Answer: Also called longitudinal callosal fascicles, Probst bundles are aberrant anterior-posterior white matter tracts that form in agenesis of the corpus callosum.
The corpus callosum is the major white matter tract that connects and right and left hemisphere. It allows for cross communication between the two hemispheres.
In certain rare developmental disorders, a person may be born with agenesis of the corpus callosum (ACC). In this condition, the white matter tracts do not develop in a neurotypical fashion. There is often a spectrum of symptom severity, ranging from poor muscle tone and coordination to developmental delays and difficulty with cognitive tasks.
Probst bundles are a diagnostic sign that indicates ACC. Instead of a white matter tract that spans the medial-lateral axis, Probst bundles appear to run parallel to the interhemispheric fissure, the midline where the two hemispheres separate. They run along the anterior-posterior axis, from the front of the brain to the back of the brain. Most of the axons that form the Probst bundles are from layer 2 / 3 of the cortex, the axons that normally reach out and span the two hemispheres in neurotypical development.
Probst bundles can be seen using magnetic resonance imaging (MRI) or diffusion tensor imaging (DTI). In scans, agenesis of the corpus callosum produces a “racing car” shape.
They were first described by Austrian neuroanatomist Moriz Probst in 1901.

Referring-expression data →
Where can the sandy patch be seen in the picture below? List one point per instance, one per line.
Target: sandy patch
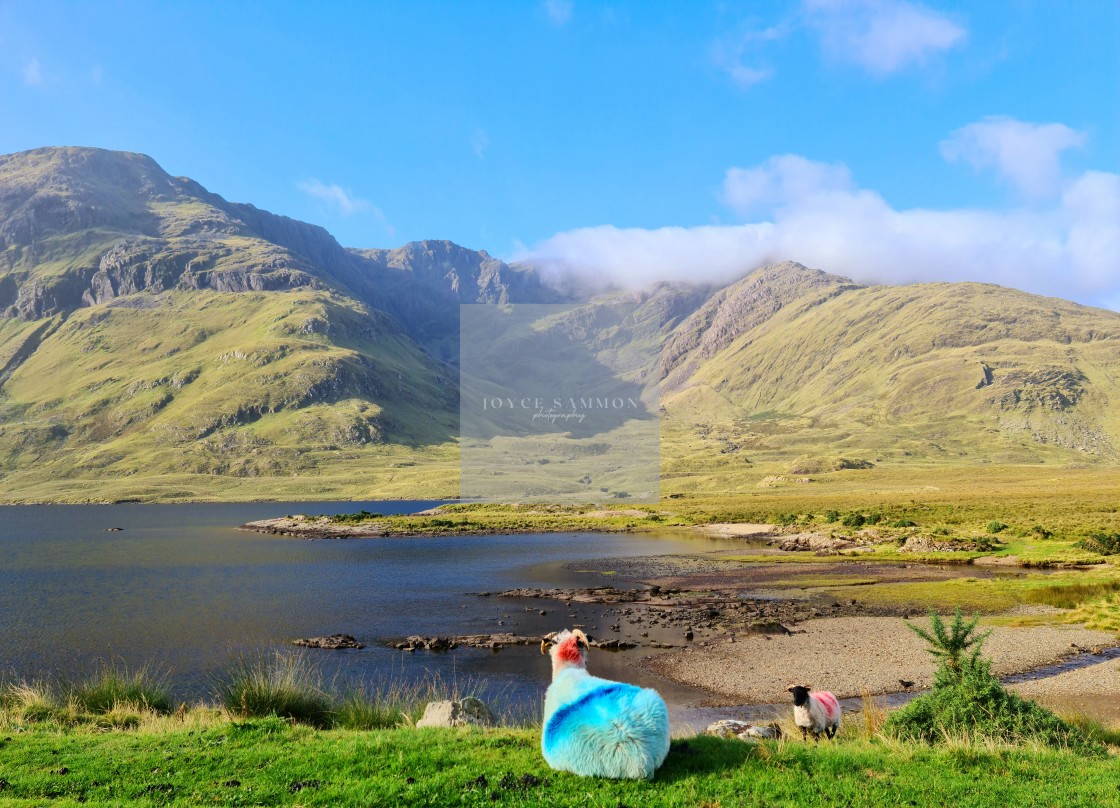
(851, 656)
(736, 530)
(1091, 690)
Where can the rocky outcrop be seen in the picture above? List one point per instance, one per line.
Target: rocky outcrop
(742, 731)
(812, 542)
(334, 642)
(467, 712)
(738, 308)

Questions →
• 1. According to the passage on Probst bundles, who first described them, and in what year?
• 2. Copy the passage on Probst bundles word for word, starting with "The corpus callosum is" and going on through "with cognitive tasks.".

Task answers →
• 1. Austrian neuroanatomist Moriz Probst described them in 1901.

• 2.
The corpus callosum is the major white matter tract that connects and right and left hemisphere. It allows for cross communication between the two hemispheres.
In certain rare developmental disorders, a person may be born with agenesis of the corpus callosum (ACC). In this condition, the white matter tracts do not develop in a neurotypical fashion. There is often a spectrum of symptom severity, ranging from poor muscle tone and coordination to developmental delays and difficulty with cognitive tasks.